The Other McCain

"One should either write ruthlessly what one believes to be the truth, or else shut up." — Arthur Koestler

The Ivy League Is Decadent and Depraved

Posted on | October 27, 2023 | Comments Off on The Ivy League Is Decadent and Depraved

“Amid backlash” is an interesting phrase, as is the euphemistic reference to an “Israel statement.” One might make any number of statements about Israel without finding oneself “amid backlash.” The language in the Harvard Crimson headline, of course, is a sort of journalistic DARVO (Deny, Attack, Reverse Victim and Offender) tactic, meant to convince the readership that what’s really wrong — the offense that should inspire outrage — is not that a coalition of student groups signed an open letter endorsing the slaughter of Israeli civilians by Hamas, but rather that these students have been “doxxed.” Let’s quote a bit of this dishonest article by Michelle N. Amponsah (Class of ’26):

Harvard will establish a task force to support students experiencing doxxing, harassment, and online security issues following backlash against students allegedly affiliated with a statement that held Israel “entirely responsible” for violence in the Israel-Hamas conflict.
The new task force will be in operation until Nov. 3, at which point the task force will reassess its efforts to ensure that its work meets student needs, according to an email obtained by The Crimson. The message, dated Tuesday, was sent to doxxed students by Dean of Students Thomas Dunne.
“We are truly grateful for all the tremendous work that students have put forth in supporting each other through this most difficult time, and we appreciate the collaborative spirit in which students, faculty, and staff have come together to repel this repugnant assault on our community,” Dunne wrote.

(Y’know, Dean Dunne, if you want to talk about communities that have suffered a “repugnant assault,” perhaps you should investigate what Hamas did in Kibbutz Be’eri or Kibbutz Kfar Aza, because I’m pretty sure your precious Harvard students have never experienced anything like that.)

Aside from serving as a single point of contact, the task force will communicate proactively with students to share available resources, ensure the coordination of services, hear student concerns and suggestions, and communicate with residential staff and other College administrators.

> _Material provided_
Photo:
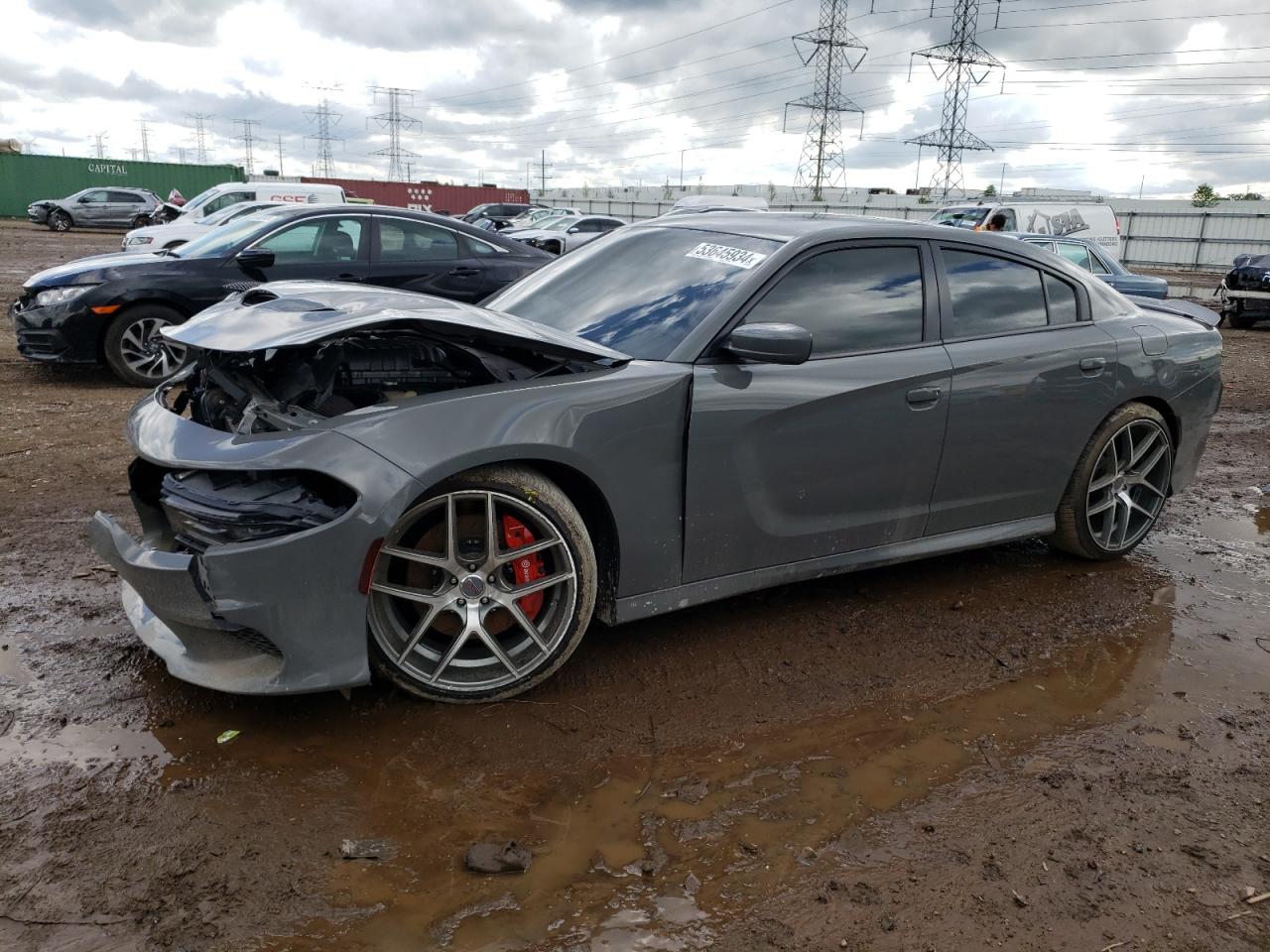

> _What you should do_
In the post on the Ivy League, rewrite the stretch from "Harvard will establish" through "the Israel-Hamas conflict.", changing "task force" to "working group". The material above was taken from a different source than the text.

> _Solution for this task_
Harvard will establish a working group to support students experiencing doxxing, harassment, and online security issues following backlash against students allegedly affiliated with a statement that held Israel “entirely responsible” for violence in the Israel-Hamas conflict.